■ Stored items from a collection

□ □ □ □

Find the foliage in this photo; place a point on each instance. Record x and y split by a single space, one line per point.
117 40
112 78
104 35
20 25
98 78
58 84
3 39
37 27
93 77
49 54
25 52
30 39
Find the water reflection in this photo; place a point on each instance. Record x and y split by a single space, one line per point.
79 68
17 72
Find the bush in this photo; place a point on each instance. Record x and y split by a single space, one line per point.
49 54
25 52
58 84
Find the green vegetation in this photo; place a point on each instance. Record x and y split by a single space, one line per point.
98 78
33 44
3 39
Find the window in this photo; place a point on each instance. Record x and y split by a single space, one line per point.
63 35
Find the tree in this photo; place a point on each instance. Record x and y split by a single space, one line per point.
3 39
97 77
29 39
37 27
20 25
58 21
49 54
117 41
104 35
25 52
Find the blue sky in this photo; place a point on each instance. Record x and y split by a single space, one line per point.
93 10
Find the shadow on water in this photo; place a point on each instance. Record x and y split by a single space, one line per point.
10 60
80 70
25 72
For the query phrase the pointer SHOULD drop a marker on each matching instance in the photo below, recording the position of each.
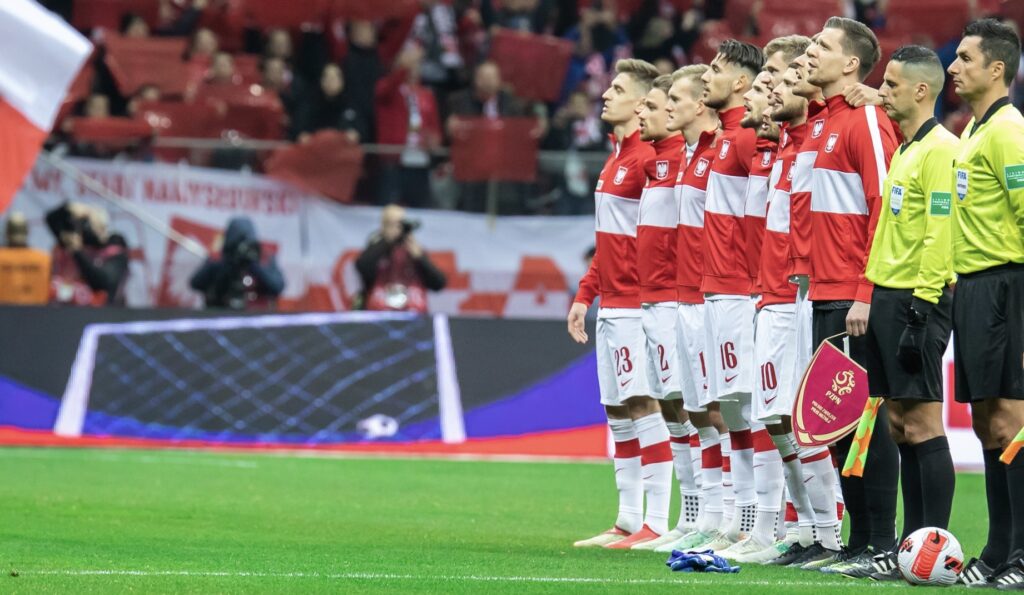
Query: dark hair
(998, 42)
(859, 41)
(742, 54)
(925, 64)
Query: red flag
(44, 54)
(495, 149)
(329, 164)
(534, 65)
(830, 398)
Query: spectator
(144, 94)
(434, 31)
(574, 128)
(204, 44)
(222, 70)
(396, 272)
(279, 44)
(90, 265)
(242, 279)
(25, 272)
(486, 98)
(407, 116)
(363, 69)
(133, 26)
(329, 108)
(276, 77)
(96, 105)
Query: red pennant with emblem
(830, 398)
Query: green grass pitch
(144, 521)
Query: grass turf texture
(102, 521)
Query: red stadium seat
(134, 62)
(108, 13)
(940, 19)
(180, 119)
(110, 130)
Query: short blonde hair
(663, 83)
(642, 72)
(791, 46)
(693, 74)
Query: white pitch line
(680, 580)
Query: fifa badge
(830, 143)
(962, 183)
(662, 170)
(725, 150)
(896, 200)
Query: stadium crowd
(270, 75)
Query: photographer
(240, 280)
(395, 270)
(90, 266)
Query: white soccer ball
(931, 556)
(378, 426)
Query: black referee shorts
(829, 319)
(988, 334)
(886, 377)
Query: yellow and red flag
(44, 55)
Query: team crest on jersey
(725, 150)
(830, 143)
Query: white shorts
(729, 341)
(802, 336)
(774, 357)
(663, 359)
(692, 371)
(622, 355)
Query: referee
(988, 306)
(910, 264)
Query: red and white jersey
(725, 267)
(800, 199)
(764, 174)
(691, 186)
(773, 278)
(612, 272)
(846, 197)
(656, 223)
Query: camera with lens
(247, 252)
(408, 226)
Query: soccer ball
(931, 556)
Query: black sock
(938, 480)
(999, 520)
(853, 500)
(1015, 485)
(909, 482)
(881, 484)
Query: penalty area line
(680, 580)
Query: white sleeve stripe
(880, 157)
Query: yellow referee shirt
(988, 197)
(912, 246)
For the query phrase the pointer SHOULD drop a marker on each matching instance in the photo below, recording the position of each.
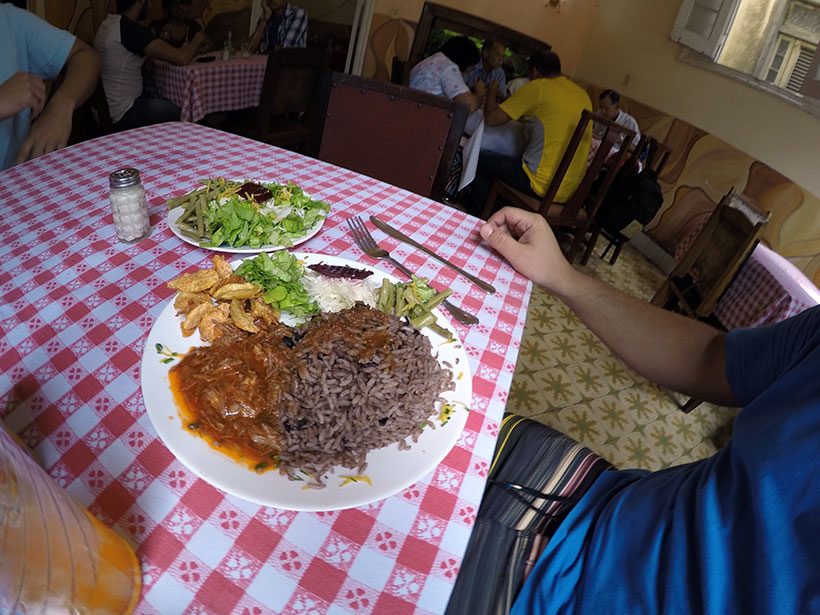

□ □ □ □

■ Requirements
Which lines in the listing above contain the word "jersey"? Select each of them and copy it out in full.

■ Solution below
Query: team crest on jersey
Query: red and white jersey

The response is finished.